─── EXTRACTED DATA ───

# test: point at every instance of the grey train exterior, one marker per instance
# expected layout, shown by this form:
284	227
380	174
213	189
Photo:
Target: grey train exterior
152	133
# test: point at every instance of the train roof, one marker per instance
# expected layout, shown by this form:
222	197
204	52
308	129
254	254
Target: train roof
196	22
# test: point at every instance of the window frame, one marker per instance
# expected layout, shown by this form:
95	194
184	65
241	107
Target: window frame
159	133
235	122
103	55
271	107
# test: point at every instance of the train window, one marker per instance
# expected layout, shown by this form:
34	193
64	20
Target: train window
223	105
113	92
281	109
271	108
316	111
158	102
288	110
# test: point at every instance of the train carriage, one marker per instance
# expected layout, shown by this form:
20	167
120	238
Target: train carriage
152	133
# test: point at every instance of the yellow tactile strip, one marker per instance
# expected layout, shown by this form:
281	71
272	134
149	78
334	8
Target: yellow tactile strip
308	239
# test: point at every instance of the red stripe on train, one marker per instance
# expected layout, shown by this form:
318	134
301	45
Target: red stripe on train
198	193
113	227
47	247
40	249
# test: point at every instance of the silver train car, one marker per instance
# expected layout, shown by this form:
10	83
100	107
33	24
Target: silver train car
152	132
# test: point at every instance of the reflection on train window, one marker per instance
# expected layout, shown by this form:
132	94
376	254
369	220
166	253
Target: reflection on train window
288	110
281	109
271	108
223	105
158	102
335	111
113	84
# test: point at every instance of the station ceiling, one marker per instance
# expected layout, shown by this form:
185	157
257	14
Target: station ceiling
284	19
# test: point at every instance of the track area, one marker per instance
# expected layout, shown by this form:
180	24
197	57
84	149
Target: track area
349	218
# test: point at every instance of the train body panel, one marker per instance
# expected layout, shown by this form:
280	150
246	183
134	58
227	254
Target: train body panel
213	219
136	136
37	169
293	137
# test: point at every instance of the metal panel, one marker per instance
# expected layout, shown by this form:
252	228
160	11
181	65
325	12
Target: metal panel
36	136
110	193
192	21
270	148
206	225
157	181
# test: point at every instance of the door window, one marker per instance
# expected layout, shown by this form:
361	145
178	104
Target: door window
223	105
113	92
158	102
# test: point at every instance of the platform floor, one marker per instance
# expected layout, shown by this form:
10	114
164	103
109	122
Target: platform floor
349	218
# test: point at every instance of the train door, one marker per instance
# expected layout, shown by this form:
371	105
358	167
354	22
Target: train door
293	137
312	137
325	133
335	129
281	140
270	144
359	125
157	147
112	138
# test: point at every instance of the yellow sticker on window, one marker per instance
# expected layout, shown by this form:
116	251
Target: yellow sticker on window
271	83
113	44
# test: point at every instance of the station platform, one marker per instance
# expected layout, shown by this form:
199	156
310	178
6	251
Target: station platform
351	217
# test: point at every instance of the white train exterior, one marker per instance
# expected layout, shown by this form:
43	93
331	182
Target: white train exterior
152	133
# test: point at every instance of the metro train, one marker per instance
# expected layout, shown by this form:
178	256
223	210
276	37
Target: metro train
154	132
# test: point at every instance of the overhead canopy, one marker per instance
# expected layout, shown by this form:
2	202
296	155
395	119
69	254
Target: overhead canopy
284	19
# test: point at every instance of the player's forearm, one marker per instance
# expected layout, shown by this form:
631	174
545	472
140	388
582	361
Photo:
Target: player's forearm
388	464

───

- _EXERCISE BRIEF_: Give back, word for word, the lines of the records that run from the one holding "# test: point at every instance of the metro" to the very last.

- _RESULT OF THE EXERCISE_:
# test: point at every instance of the metro train, one marker per instance
# expected layout, shown by this form:
178	256
223	210
276	37
Target: metro train
154	132
# test: point at every instance of the overhead canopy, one marker per instance
# expected layout, shown by this form:
2	202
296	155
395	119
69	254
Target: overhead canopy
284	19
# test: point at every instance of the player's forearm, one marker per instance
# expected layout, shown by this form:
631	174
545	472
140	388
582	361
Photo:
Target: player's forearm
388	464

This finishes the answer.